[SUPPLIED DATA Boundary: Start]
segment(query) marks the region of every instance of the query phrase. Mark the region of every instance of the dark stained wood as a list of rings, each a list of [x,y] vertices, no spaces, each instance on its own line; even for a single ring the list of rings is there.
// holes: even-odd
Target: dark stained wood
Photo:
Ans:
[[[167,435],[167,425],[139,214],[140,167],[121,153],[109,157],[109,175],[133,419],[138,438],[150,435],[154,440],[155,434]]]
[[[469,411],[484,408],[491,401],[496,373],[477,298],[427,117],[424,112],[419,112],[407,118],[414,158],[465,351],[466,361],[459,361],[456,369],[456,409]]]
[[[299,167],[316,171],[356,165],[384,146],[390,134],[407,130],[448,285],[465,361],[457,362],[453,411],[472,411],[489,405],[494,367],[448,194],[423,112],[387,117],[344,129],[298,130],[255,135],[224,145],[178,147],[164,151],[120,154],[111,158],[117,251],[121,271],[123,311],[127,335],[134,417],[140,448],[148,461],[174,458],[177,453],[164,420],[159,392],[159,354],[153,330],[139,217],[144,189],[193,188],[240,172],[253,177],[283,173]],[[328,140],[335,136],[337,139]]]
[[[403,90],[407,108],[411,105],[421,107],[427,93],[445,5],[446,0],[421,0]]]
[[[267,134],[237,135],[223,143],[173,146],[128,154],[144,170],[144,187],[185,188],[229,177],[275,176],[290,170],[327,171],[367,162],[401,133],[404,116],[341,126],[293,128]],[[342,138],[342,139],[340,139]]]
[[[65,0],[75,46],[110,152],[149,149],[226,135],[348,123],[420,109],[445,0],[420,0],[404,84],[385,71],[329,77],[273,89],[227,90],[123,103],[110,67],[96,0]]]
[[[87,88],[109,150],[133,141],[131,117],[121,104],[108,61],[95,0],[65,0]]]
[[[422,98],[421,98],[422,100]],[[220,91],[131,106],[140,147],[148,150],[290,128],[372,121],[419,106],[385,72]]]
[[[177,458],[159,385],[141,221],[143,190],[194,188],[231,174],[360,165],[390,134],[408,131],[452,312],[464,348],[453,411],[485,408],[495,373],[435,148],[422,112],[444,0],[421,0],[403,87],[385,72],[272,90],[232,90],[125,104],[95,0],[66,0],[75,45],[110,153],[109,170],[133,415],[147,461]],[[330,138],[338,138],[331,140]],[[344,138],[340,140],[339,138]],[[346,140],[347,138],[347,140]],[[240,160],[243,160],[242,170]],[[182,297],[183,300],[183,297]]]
[SUPPLIED DATA Boundary: End]
- [DESCRIPTION OF THE TASK]
Everything in the listing is to be restated exactly.

- [OUTPUT FOR THIS TASK]
segment(query) marks the region of every instance of the query phrase. Mark the region of every instance of the dark stained wood as a list of rings, each a list of [x,y] vertices, no spaces, each instance on its own line; even for a single ring the list of rings is there.
// holes: even-odd
Target: dark stained wood
Photo:
Ans:
[[[167,435],[167,425],[139,214],[140,167],[121,153],[109,157],[109,175],[133,419],[138,438],[150,435],[154,440],[155,434]]]
[[[469,411],[484,408],[491,401],[496,373],[477,298],[427,117],[424,112],[419,112],[407,118],[414,158],[465,351],[466,361],[459,361],[456,369],[456,409]]]
[[[299,167],[316,171],[356,165],[384,146],[390,134],[407,130],[448,285],[465,361],[457,362],[453,411],[472,411],[489,405],[494,367],[448,194],[423,112],[387,117],[344,129],[298,130],[255,135],[224,145],[178,147],[164,151],[120,154],[111,158],[117,251],[121,271],[123,311],[127,335],[134,417],[140,448],[148,461],[174,458],[177,453],[164,420],[159,392],[159,354],[153,330],[139,217],[144,189],[193,188],[240,172],[253,177],[283,173]],[[328,140],[335,136],[337,139]]]
[[[403,90],[407,108],[411,105],[421,107],[427,93],[445,5],[446,0],[421,0]]]
[[[267,134],[237,135],[223,143],[173,146],[128,154],[144,170],[144,187],[185,188],[229,177],[275,176],[290,170],[327,171],[367,162],[401,133],[404,116],[341,126],[293,128]],[[342,138],[342,139],[340,139]]]
[[[65,0],[75,46],[110,152],[149,149],[226,135],[348,123],[420,109],[445,0],[420,0],[404,84],[385,71],[329,77],[273,89],[227,90],[123,103],[110,67],[96,0]]]
[[[87,88],[109,150],[133,141],[131,117],[121,104],[108,61],[95,0],[65,0]]]
[[[422,98],[421,98],[422,100]],[[220,91],[131,106],[140,147],[148,150],[290,128],[372,121],[419,106],[385,72]]]
[[[177,458],[159,385],[141,221],[143,190],[194,188],[231,174],[360,165],[390,134],[408,131],[452,312],[464,348],[453,411],[485,408],[495,373],[435,148],[422,112],[444,0],[421,0],[403,87],[385,72],[272,90],[232,90],[125,104],[95,0],[66,0],[75,45],[110,153],[109,170],[133,415],[147,461]],[[330,138],[338,138],[331,140]],[[344,138],[340,140],[339,138]],[[346,140],[347,138],[347,140]],[[240,160],[243,160],[242,170]],[[182,297],[183,300],[183,297]]]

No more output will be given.